A better way is to let the LLM itself produce structured data, but not all LLMs support structured outputs out of the box. For those models, you often need to guide them through careful prompting or schema definitions with certain frameworks. When the format is written clearly (e.g., using explicit examples or regular expressions), the model can reliably generate outputs that follow the expected structure.

Today, there are three main ways to obtain structured outputs.

Serverless model API providers

The easiest way to start with structured outputs is by calling model APIs that support them natively.

Providers like OpenAI, Anthropic, and Google let you specify schemas or JSON structures directly in your API call. The model then generates responses that follow this schema automatically.

This feature evolved from early JSON mode, which simply asked the model to respond in JSON format. JSON mode worked, but inconsistently. Models would often produce malformed or incomplete JSON. To fix this, OpenAI introduced Structured Outputs, a stricter system that enforces schemas so responses always match the defined structure.

Here’s an example using OpenAI’s structured output API:

from pydantic import BaseModel
from openai import OpenAI

client = OpenAI()

# Define the expected fields with Pydantic
class SupportSummary(BaseModel):
issues: list[str]
sentiment: str
confidence: float

completion = client.chat.completions.parse(
model="gpt-5",
messages=[
{"role": "system", "content": "Summarize support ticket feedback."},
{"role": "user", "content": "The app is terrible! It crashes every time it opens."},
],
response_format=SupportSummary,
)

event = completion.choices[0].message.parsed

Structured outputs with third-party model APIs are straightforward. There’s no custom parsing logic to maintain, and the model handles schema validation for you.

However, it comes with a few trade-offs:

  • Vendor lock-in. You’re tied to a specific provider’s API.
  • Output limits. Large payloads can be truncated, leading to incomplete JSON.
  • Inconsistent enforcement. Not all providers handle schema validation equally well.

Re-prompting

Re-prompting is a simple and effective way to get structured outputs using libraries like Instructor.

Data below

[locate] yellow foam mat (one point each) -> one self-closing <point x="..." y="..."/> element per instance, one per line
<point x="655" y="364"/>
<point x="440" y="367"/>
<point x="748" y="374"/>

Task instructions
1) Please copy the passage on structured outputs, starting with "However, it comes" and going on through "to incomplete JSON.", and swap "trade-offs" for "drawbacks".
2) Write the next part of the passage on structured outputs, picking up after its final sentence.
None of the material is needed here.

Solved problems
1)
However, it comes with a few drawbacks:

  • Vendor lock-in. You’re tied to a specific provider’s API.
  • Output limits. Large payloads can be truncated, leading to incomplete JSON.

2)
Here’s how it works:

  1. You send the model a prompt describing the desired format (for example, a JSON schema).
  2. The library checks whether the response is valid.
  3. If not, it automatically re-prompts the model with details about what went wrong.
  4. The process repeats until the output passes validation or a retry limit is reached.

This loop ensures that you eventually get a valid structured output, without having to write your own retry logic.

It’s also highly flexible. You can define custom regex rules and enforce date or number formats. It works with virtually any model or API provider.

The trade-off is latency and cost. Each retry means another model call, which adds time and tokens. If your schema is complex or your model struggles to follow instructions, it may take several retries, or even fail after exhausting all attempts.

Constrained decoding

If you’re self-hosting open-source LLMs, constrained decoding, also known as structured generation, is one of the most reliable ways to produce structured outputs.

Instead of validating the output after it’s generated, this method enforces structure during token generation. It ensures the model can only sample tokens that fit the format or schema you’ve defined.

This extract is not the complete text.